--- Begin THE INPUT ---
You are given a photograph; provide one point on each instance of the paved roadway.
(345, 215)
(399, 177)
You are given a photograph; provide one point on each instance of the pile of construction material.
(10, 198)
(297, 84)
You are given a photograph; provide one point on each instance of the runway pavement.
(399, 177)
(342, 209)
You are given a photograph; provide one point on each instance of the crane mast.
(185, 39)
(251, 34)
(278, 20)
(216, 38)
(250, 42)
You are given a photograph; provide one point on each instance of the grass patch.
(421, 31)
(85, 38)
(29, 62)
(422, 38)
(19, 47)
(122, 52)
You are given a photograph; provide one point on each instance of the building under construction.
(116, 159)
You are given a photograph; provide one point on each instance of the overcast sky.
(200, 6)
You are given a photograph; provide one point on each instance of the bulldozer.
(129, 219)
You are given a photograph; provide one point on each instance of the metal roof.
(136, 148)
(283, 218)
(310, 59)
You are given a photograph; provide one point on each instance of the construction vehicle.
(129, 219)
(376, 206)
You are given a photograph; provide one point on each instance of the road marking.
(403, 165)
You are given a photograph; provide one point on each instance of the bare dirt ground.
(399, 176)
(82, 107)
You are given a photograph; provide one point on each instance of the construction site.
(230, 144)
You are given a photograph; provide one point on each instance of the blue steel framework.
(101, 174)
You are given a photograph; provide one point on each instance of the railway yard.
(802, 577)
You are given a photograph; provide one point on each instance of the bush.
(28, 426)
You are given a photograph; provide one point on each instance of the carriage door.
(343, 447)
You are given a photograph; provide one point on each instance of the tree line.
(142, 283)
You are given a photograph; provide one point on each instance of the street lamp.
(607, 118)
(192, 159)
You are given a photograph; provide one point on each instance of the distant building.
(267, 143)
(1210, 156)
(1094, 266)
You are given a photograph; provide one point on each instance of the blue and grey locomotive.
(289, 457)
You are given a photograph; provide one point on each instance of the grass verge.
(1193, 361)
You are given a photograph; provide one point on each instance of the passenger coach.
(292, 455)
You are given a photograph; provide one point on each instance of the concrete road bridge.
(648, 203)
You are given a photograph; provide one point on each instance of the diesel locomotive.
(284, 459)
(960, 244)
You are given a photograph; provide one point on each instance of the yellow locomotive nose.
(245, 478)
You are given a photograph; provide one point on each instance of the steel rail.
--- End THE INPUT ---
GIVEN EXERCISE:
Rewrite the whole listing above as a JSON list of strings, one string for each line, with any blank lines left out.

CORRECT RESPONSE:
[
  "You are given a photograph; provide one point on each instance of the paved roadway.",
  "(345, 215)",
  "(399, 177)",
  "You are given a photograph; provide one point on each instance of the pile of construction material.",
  "(10, 198)",
  "(297, 84)",
  "You are given a photograph; provide one point on each instance of the runway pavement.",
  "(399, 177)",
  "(342, 209)",
  "You are given a photograph; provide one point on each instance of the crane mast.",
  "(185, 39)",
  "(251, 34)",
  "(278, 20)",
  "(216, 38)",
  "(250, 42)",
  "You are given a photograph; provide one point on each instance of the grass patch.",
  "(421, 31)",
  "(85, 38)",
  "(29, 62)",
  "(422, 38)",
  "(19, 47)",
  "(122, 52)",
  "You are given a photograph; provide one point on each instance of the building under construction.",
  "(116, 159)",
  "You are given a photograph; provide one point on each instance of the overcast sky.",
  "(200, 6)",
  "You are given a photograph; provide one point on each instance of the bulldozer.",
  "(129, 219)",
  "You are given a photograph; provide one point on each instance of the metal roof.",
  "(136, 148)",
  "(283, 218)",
  "(310, 59)",
  "You are given a photograph; provide one point on each instance of the construction vehicle.",
  "(129, 219)",
  "(376, 206)",
  "You are given a photograph; provide one point on each instance of the road marking.",
  "(403, 165)",
  "You are given a photograph; provide one point on each instance of the bare dirt ground.",
  "(399, 176)",
  "(82, 107)",
  "You are given a photograph; provide one point on each instance of the construction site.",
  "(230, 144)",
  "You are given a photograph; provide one point on each instance of the blue steel framework.",
  "(101, 174)",
  "You are given a photograph; provide one point on each instance of the railway yard.",
  "(802, 577)",
  "You are given a photograph; provide one point on each instance of the bush.",
  "(28, 426)",
  "You are given a photograph; provide one point on each instance of the carriage door.",
  "(343, 447)",
  "You are given a photograph; provide one point on each instance of the tree line.",
  "(142, 283)",
  "You are given a photograph; provide one point on each instance of the street lamp.",
  "(607, 118)",
  "(192, 159)",
  "You are given a photograph; provide one point on each instance of the distant building.",
  "(267, 143)",
  "(1210, 156)",
  "(1094, 266)",
  "You are given a photograph; provide one point on each instance of the blue and grey locomotive.",
  "(289, 457)",
  "You are given a photograph; provide one point on each instance of the grass verge.",
  "(1193, 361)",
  "You are given a photograph; provide one point on each instance of the passenger coach.",
  "(292, 455)",
  "You are given a photograph; provide one point on each instance of the concrete road bridge.",
  "(648, 203)",
  "You are given a photograph; provide one point on each instance of the diesel locomotive.",
  "(284, 459)",
  "(960, 244)",
  "You are given a photograph; provide one point on each instance of the yellow locomotive nose.",
  "(245, 478)",
  "You are given a photograph; provide one point on each instance of the steel rail."
]